> **Instructions to follow**
Restate, word for word, all of the material shown below.

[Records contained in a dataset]
* * * * *
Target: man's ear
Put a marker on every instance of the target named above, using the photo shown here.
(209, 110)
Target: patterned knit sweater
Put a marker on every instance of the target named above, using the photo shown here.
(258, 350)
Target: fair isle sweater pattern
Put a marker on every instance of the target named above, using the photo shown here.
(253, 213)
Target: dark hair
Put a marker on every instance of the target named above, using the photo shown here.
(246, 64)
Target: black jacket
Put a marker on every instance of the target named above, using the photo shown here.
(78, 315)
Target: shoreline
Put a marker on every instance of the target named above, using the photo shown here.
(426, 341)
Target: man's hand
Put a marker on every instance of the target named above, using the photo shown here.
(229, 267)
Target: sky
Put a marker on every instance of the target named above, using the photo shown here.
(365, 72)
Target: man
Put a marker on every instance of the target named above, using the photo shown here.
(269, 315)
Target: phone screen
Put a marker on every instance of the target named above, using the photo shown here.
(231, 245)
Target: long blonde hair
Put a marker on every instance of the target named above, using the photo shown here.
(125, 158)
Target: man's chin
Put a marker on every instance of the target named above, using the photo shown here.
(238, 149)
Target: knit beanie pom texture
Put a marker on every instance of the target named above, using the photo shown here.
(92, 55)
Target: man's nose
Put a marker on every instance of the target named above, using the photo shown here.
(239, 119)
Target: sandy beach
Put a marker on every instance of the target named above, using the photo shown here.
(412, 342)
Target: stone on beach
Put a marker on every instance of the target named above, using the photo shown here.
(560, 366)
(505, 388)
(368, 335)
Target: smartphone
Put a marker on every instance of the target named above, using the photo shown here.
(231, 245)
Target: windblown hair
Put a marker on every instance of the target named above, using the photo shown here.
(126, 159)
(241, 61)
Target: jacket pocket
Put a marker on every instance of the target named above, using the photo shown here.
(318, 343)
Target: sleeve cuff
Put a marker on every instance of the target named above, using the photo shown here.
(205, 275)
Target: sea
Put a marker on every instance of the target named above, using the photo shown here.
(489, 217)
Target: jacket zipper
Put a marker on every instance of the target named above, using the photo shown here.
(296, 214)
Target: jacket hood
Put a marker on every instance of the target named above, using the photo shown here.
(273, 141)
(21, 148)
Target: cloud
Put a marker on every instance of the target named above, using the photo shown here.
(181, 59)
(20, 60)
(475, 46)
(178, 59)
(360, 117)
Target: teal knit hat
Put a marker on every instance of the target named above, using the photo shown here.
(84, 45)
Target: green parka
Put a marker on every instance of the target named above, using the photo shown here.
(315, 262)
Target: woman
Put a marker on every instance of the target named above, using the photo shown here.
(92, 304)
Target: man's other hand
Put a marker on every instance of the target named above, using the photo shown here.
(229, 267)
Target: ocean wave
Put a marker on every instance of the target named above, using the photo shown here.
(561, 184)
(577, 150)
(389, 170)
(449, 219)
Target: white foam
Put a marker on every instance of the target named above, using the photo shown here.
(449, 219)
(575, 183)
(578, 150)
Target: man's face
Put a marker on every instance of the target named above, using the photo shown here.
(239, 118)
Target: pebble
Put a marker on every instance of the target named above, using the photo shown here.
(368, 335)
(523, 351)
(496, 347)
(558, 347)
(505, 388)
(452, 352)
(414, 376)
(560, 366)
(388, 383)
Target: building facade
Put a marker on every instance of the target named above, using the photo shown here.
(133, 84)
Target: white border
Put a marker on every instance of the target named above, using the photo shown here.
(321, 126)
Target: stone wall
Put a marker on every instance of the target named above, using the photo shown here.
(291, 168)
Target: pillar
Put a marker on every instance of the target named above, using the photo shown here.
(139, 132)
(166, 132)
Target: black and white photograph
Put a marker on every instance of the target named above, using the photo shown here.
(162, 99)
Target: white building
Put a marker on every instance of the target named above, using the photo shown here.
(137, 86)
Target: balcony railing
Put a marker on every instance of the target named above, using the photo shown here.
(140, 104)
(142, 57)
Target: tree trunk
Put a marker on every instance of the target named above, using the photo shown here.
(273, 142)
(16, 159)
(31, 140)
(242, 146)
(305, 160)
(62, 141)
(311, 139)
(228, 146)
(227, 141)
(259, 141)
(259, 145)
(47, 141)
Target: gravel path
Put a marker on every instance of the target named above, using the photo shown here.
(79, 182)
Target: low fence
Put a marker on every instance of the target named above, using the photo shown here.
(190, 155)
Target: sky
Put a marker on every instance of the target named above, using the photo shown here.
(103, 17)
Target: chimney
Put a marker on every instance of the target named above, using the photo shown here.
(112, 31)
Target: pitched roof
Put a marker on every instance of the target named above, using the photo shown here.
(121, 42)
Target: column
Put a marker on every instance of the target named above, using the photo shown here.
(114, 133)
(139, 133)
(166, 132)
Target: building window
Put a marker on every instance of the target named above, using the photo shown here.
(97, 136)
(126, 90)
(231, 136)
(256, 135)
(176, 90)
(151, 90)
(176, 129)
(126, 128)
* * * * *
> **Complete output**
Target: man's ear
Put a marker on every instance of the target named above, using the photo shown here.
(209, 110)
Target: patterned knit sweater
Put a marker on every instance of the target named above, using the photo shown here.
(258, 350)
Target: fair isle sweater pattern
Put a marker on every instance of the target named above, using the photo shown here.
(253, 213)
Target: dark hair
Put a marker on every instance of the target named above, using the photo shown here.
(246, 64)
Target: black jacket
Put a marker on every instance of the target named above, using the photo shown here.
(78, 315)
Target: shoreline
Put a marker on every instance of the target named above, using the photo shown here.
(426, 341)
Target: man's hand
Put a marker on every instance of the target named above, using the photo shown here.
(229, 267)
Target: sky
Put a marker on every instance of the target named above, using the photo shown here.
(365, 72)
Target: man
Put a marker on every instance of the target named above, using the photo shown here.
(269, 315)
Target: phone screen
Put a marker on every instance of the target named above, using the photo shown here.
(231, 245)
Target: long blonde hair
Put a marker on every instance of the target named above, using the photo shown here.
(125, 158)
Target: man's chin
Put a marker on every instance of the target named above, using the photo shown here.
(238, 149)
Target: knit beanie pom texture
Put a marker on every instance of the target named above, using the photo shown here.
(92, 55)
Target: man's nose
Put a marker on every instance of the target named above, using the photo shown here.
(239, 119)
Target: sandy beach
Put a marker on every instance of the target named above, using the photo shown here.
(412, 342)
Target: stone on beach
Put a marker on every instance of the target named above, using the photo shown here.
(560, 366)
(505, 388)
(368, 335)
Target: smartphone
Put a marker on every instance of the target named above, using the photo shown here.
(231, 245)
Target: windblown hair
Put a marker on every instance of the target named above, using the photo shown here.
(126, 159)
(241, 61)
Target: jacket pocket
Put a marker on every instance of the target named above, using the photo shown here.
(318, 343)
Target: sleeve cuff
Put a marker on every instance of the target named above, using the photo shown here.
(205, 275)
Target: sea
Put a marker on every instance of the target named above, using the photo shown here.
(489, 217)
Target: jacket zipper
Put a marker on every instance of the target named above, using the photo shown here.
(296, 214)
Target: jacket hood
Put a marker on every instance of the target named above, using the photo shown here.
(273, 141)
(21, 148)
Target: cloud
Put a marker on every instance of the target named above, using the photo shown here.
(181, 59)
(20, 60)
(475, 46)
(178, 59)
(360, 117)
Target: teal knit hat
Put a marker on every instance of the target named above, using the photo shown here.
(84, 45)
Target: green parka
Put a marker on every instance of the target named above, using the photo shown here.
(315, 262)
Target: woman
Put a marker on every instance of the target named above, using the photo shown here.
(92, 304)
Target: man's other hand
Put a marker on every instance of the target named above, using the photo shown here.
(229, 267)
Target: ocean wave
Put a marker on every instance of the target named above, using the photo shown here.
(561, 184)
(577, 150)
(389, 170)
(449, 219)
Target: white foam
Put a marker on every instance of the target named above, using the photo shown here.
(449, 219)
(575, 183)
(578, 150)
Target: man's face
Put a marker on every instance of the target named above, using the photo shown here.
(239, 118)
Target: pebble
Put a marker on every instance of the target named above, using the photo shown here.
(368, 335)
(523, 351)
(496, 347)
(558, 347)
(505, 388)
(452, 352)
(414, 376)
(560, 366)
(388, 383)
Target: building facade
Put a marker on every instance of the target named above, using the photo shown here.
(133, 84)
Target: white border
Put a marker on every instance of the target named above, using the photo shown here.
(321, 126)
Target: stone wall
Put a marker on every instance of the target named above, using the photo shown here.
(291, 168)
Target: pillar
Put a marker on every instance of the target named above, using the photo shown here.
(139, 132)
(166, 132)
Target: black and white photograph
Put a marker on every instance of the target named above, using the photo shown here.
(162, 99)
Target: white building
Put a marker on every instance of the target named above, using the photo shown here.
(137, 86)
Target: balcony railing
Put a marker on every instance of the target named above, using the photo shown here.
(140, 104)
(142, 57)
Target: tree trunk
Put a marker on every instance of the target named above, using the photo shown here.
(273, 142)
(16, 159)
(31, 140)
(242, 146)
(305, 160)
(62, 141)
(311, 139)
(228, 146)
(227, 141)
(259, 141)
(259, 145)
(47, 141)
Target: gravel path
Put a marker on every instance of the target named above, using the photo shown here.
(79, 182)
Target: low fence
Put a marker on every instance of the target named above, using the photo shown here.
(190, 155)
Target: sky
Put a marker on every instance of the target named above, using the photo shown here.
(103, 17)
Target: chimney
Put a marker on every instance of the target named above, using the photo shown here.
(112, 31)
Target: pitched roof
Put a marker on every instance of the target named above, using the photo shown here.
(121, 42)
Target: column
Put a marker on every instance of the target named above, using the photo shown here.
(114, 133)
(139, 133)
(166, 132)
Target: building window
Put a marker on every instance of the target named above, using the photo shown here.
(97, 136)
(126, 90)
(231, 136)
(256, 135)
(176, 90)
(151, 90)
(176, 129)
(126, 128)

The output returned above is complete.